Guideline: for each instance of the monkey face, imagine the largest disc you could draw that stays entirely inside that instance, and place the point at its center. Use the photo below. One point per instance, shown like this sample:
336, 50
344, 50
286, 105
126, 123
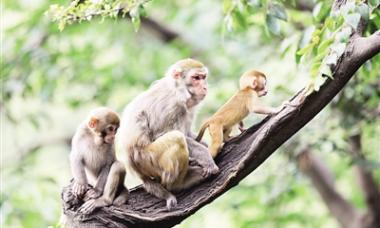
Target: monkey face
259, 85
109, 133
196, 81
104, 124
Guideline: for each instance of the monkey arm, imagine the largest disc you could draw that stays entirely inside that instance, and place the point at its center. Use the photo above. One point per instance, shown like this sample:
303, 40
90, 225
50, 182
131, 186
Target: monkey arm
77, 168
191, 137
102, 179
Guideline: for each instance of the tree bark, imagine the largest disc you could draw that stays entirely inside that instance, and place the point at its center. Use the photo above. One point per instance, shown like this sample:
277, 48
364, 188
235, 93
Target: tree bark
238, 158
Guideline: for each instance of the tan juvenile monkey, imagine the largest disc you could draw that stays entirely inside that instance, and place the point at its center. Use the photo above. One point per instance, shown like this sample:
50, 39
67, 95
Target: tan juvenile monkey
93, 161
243, 102
155, 132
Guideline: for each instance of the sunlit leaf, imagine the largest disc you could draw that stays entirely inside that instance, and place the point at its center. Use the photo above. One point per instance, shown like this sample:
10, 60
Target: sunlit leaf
272, 24
277, 11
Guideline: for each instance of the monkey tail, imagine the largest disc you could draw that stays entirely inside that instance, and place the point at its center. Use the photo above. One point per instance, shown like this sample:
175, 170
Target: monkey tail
202, 131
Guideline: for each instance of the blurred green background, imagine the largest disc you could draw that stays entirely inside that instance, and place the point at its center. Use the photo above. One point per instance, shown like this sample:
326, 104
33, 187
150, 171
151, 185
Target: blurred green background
50, 80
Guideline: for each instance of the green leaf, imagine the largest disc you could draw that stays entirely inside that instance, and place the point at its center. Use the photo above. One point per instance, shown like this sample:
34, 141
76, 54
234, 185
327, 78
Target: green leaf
277, 11
338, 48
272, 24
324, 45
344, 35
374, 3
318, 82
239, 20
136, 21
305, 50
326, 70
352, 19
331, 59
227, 6
314, 69
255, 3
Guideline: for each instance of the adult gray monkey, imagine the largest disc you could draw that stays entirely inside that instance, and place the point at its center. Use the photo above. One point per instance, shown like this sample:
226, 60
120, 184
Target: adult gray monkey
155, 132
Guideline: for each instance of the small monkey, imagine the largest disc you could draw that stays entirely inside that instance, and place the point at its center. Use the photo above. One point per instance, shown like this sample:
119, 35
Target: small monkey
93, 161
243, 102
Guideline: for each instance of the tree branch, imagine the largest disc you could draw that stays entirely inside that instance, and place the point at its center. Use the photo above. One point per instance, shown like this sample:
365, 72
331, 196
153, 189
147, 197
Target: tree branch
238, 158
366, 182
322, 179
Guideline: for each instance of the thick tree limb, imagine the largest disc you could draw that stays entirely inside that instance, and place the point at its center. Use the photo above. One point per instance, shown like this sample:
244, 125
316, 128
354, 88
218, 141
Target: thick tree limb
322, 180
238, 158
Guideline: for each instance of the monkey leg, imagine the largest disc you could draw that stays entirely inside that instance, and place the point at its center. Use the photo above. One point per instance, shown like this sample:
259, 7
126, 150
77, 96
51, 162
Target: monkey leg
170, 158
216, 133
200, 156
121, 198
160, 192
226, 134
115, 181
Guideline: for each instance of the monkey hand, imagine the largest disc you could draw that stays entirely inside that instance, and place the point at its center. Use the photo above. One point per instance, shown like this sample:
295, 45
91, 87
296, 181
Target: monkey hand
93, 193
171, 202
242, 129
88, 207
211, 170
78, 189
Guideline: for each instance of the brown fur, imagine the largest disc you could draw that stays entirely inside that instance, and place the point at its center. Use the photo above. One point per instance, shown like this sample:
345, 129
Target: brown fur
93, 161
155, 132
243, 102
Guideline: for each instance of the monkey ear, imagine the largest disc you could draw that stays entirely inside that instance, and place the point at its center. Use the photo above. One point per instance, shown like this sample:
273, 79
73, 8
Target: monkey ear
93, 122
176, 73
254, 83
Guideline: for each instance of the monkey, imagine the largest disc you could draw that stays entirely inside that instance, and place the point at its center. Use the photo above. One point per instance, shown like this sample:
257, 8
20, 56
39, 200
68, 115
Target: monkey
245, 101
93, 161
155, 132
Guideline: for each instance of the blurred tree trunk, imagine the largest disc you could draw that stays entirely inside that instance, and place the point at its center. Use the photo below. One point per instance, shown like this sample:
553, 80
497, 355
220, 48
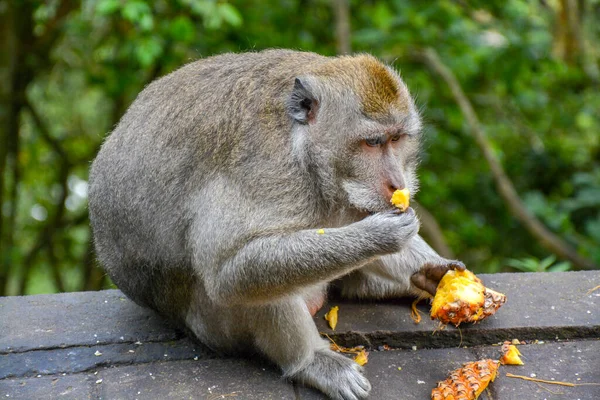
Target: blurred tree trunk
431, 231
569, 35
16, 20
506, 189
341, 9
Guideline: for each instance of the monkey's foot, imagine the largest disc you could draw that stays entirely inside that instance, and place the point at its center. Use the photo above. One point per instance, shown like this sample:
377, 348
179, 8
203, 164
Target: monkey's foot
335, 375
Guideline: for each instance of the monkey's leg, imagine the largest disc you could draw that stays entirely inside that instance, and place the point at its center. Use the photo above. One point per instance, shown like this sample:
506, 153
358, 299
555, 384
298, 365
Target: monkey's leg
286, 334
413, 271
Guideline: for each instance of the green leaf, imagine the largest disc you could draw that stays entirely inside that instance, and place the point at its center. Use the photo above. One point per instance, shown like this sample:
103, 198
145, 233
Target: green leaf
148, 50
560, 267
182, 29
107, 7
133, 11
230, 14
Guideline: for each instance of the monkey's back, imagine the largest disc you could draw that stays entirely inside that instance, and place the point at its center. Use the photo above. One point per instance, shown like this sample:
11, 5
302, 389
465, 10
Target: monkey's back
221, 116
◆ ◆ ◆ ◆ ◆ ◆ ◆
The request – Render every line of the entries above as a numbered list, skipping any blank lines. Leave the pictures out.

The response –
1. Guideline: for each instance of the monkey face, imagine the largest disc you could draw that stays entirely inside that instance, and place the point at its center. Use the photo below. One point per instance, shown like this sample:
2. 336, 50
3. 344, 50
4. 286, 105
5. 126, 123
6. Target: monkey face
7. 259, 85
8. 109, 133
9. 196, 81
10. 104, 124
11. Guideline: for each instance of the monkey arm, imagine the largest disc you could draw that stays entirely inside that instance, and place the point at its center. Use the photo above. One point per instance, shown like this sample:
12. 303, 40
13. 90, 225
14. 50, 182
15. 131, 186
16. Target: monkey arm
17. 77, 168
18. 191, 137
19. 102, 179
20. Guideline: for each instance of the tree bark, imagine the largest disc you could draw that stays entirely inside that instance, and place the point at its center. Use the photo above. One point per instance, shown like this sample:
21. 277, 48
22. 364, 188
23. 235, 93
24. Target: tree bark
25. 238, 158
26. Guideline: for each instance of the tan juvenile monkey, imagine the largest disc you could draw that stays entirely inside that instance, and place the point at its center. Use the photo above. One point per instance, shown like this sample:
27. 50, 39
28. 67, 95
29. Target: tan juvenile monkey
30. 93, 161
31. 243, 102
32. 155, 132
33. Guideline: for each instance of the sunlit leaf, imagine the largest disc you could draw that stays entirely inside that instance, and place the point at its center. Use the photo above. One point per instance, shown like this sample:
34. 10, 60
35. Target: sunlit leaf
36. 272, 24
37. 277, 11
38. Guideline: for each instance of the monkey tail, imagine the largest disc you could draw that stays entirely inside that instance, and place the point at its center. Use the photo above. One point per instance, shown like this sample:
39. 175, 170
40. Target: monkey tail
41. 202, 131
42. Guideline: for each instance of the blurred green background, imagine the largest disc you could draw that stays entirely inside that instance, and place the point at its center. Use the photo above. One point per instance, shown like this sample:
43. 326, 104
44. 33, 187
45. 150, 171
46. 151, 185
47. Target: blurred green background
48. 50, 80
49. Guideline: for each instance of the green leaf, imagine the largest disc you could draw that stays entirely inside that instance, and place the point at its center. Use the photo above. One point per instance, shown like this sample:
50. 34, 141
51. 76, 54
52. 234, 185
53. 327, 78
54. Target: green leaf
55. 277, 11
56. 338, 48
57. 272, 24
58. 324, 45
59. 344, 35
60. 374, 3
61. 318, 82
62. 239, 20
63. 136, 21
64. 305, 50
65. 326, 70
66. 352, 19
67. 331, 59
68. 227, 6
69. 314, 69
70. 255, 3
71. Guideline: for each instance of the adult gray monkey, imagine the largest disc you could draw that stays entirely inside that instance, and place the point at its center. Use the photo above. One point per instance, shown like this sample:
72. 226, 60
73. 120, 184
74. Target: adult gray monkey
75. 155, 132
76. Guideline: for each instance of the small monkey, imagine the largest disc you could draw that stays entirely inside that instance, and place the point at its center. Use the photo above. One point per instance, shown like this sample:
77. 119, 35
78. Target: small monkey
79. 93, 161
80. 243, 102
81. Guideline: for each instance of the tree branch, imagine the largest disc you could draw that stays entirely inside that instance, and place the point at its center. Use the photo above. One point per instance, shown like this sample:
82. 365, 72
83. 331, 196
84. 153, 189
85. 147, 197
86. Target: tree branch
87. 238, 158
88. 366, 182
89. 322, 179
90. Guideline: for each instance of the thick tree limb, imagine the largest disc you could draw that stays entirely inside that instance, and place the point at its center. Use the photo above. One point per instance, shown like this sample:
91. 244, 125
92. 316, 128
93. 354, 88
94. 218, 141
95. Target: thick tree limb
96. 322, 180
97. 238, 158
98. Guideline: for each instance of the monkey leg, imagine the largest disc you could draw that stays entirely inside that instance, and place the point at its center. Use the photo above. One point per instance, shown like this sample:
99. 259, 7
100. 126, 150
101. 77, 96
102. 51, 162
103. Target: monkey leg
104. 170, 158
105. 216, 133
106. 200, 156
107. 121, 198
108. 160, 192
109. 226, 134
110. 115, 181
111. Guideline: for each instance of the monkey hand, imagine the largest disc you could draw that stays entirely inside that instance, and place the point at its center. Use the photo above. One point per instance, shown like this sample:
112. 295, 45
113. 91, 87
114. 296, 181
115. Target: monkey hand
116. 93, 193
117. 171, 202
118. 242, 129
119. 88, 207
120. 211, 170
121. 78, 189
122. Guideline: for each instance of the brown fur, imagine the largest disc you could draw that stays entirely inside that instance, and place the point at its center. Use the photo above. One point per instance, shown like this sample:
123. 345, 129
124. Target: brown fur
125. 93, 161
126. 155, 132
127. 243, 102
128. Guideline: for each instance of the monkey ear, imagine the largest disc you could draw that stays entirely inside that instance, and place the point at its center. Use the photo above. One point per instance, shown like this sample:
129. 273, 79
130. 73, 8
131. Target: monkey ear
132. 93, 122
133. 176, 73
134. 254, 83
135. Guideline: for each instance of the monkey, imagine the largest disc you could draw that stays entirely inside that instance, and place the point at its center. Use the photo above. One point per instance, shown like this sample:
136. 257, 8
137. 20, 56
138. 39, 200
139. 68, 115
140. Target: monkey
141. 245, 101
142. 93, 161
143. 155, 132
144. Guideline: for each instance of the blurred tree trunk, imagine the largest disc you could draw that stays entirely inside that instance, and place the point at its center. Use the photo below. One point per instance, shown like this sample:
145. 553, 80
146. 497, 355
147. 220, 48
148. Target: blurred tree trunk
149. 431, 231
150. 569, 35
151. 16, 20
152. 506, 189
153. 341, 9
154. Guideline: for each instance of the monkey's foot, imagine the largest disc you could draw that stays entirely inside that instance, and place the point at its center. Use the photo above. One point per instance, shown like this sample:
155. 377, 348
156. 179, 8
157. 203, 164
158. Target: monkey's foot
159. 335, 375
160. Guideline: for each instance of the monkey's leg, imagine the largest disc you could draw that stays entirely inside that instance, and place the point at its center. Use the photo above. One point per instance, shown like this sample:
161. 506, 153
162. 358, 299
163. 555, 384
164. 298, 365
165. Target: monkey's leg
166. 286, 334
167. 413, 271
168. Guideline: for each instance of the green leaf, imagine the largest disc you could draw that stays entirely inside that instance, and place the point at its center. Use the photo above. One point per instance, shown like this sample:
169. 103, 198
170. 145, 233
171. Target: green leaf
172. 148, 50
173. 560, 267
174. 182, 29
175. 107, 7
176. 133, 11
177. 230, 14
178. Guideline: for each instance of the monkey's back, imagine the largest disc you could draw that stays entirely inside that instance, and place the point at its center. Use the photo above. One point per instance, shown like this sample:
179. 11, 5
180. 302, 389
181. 465, 10
182. Target: monkey's back
183. 221, 116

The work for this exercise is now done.